◆ **Action item**
The reply should hold every entry exactly as written and none of the pictures.

◆ **Records supplied**

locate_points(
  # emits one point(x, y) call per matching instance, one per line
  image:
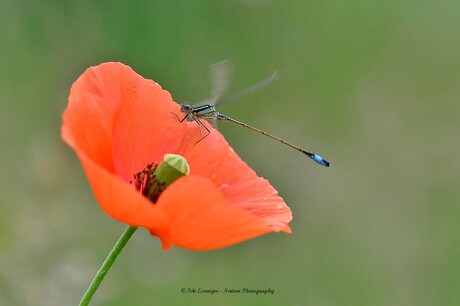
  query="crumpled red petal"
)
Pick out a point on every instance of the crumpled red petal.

◆ **Written solution**
locate_points(
  # emits one point(x, y) call per matching instance, one per line
  image:
  query="crumpled red petal"
)
Pick out a point on every instance of the crumpled red petal.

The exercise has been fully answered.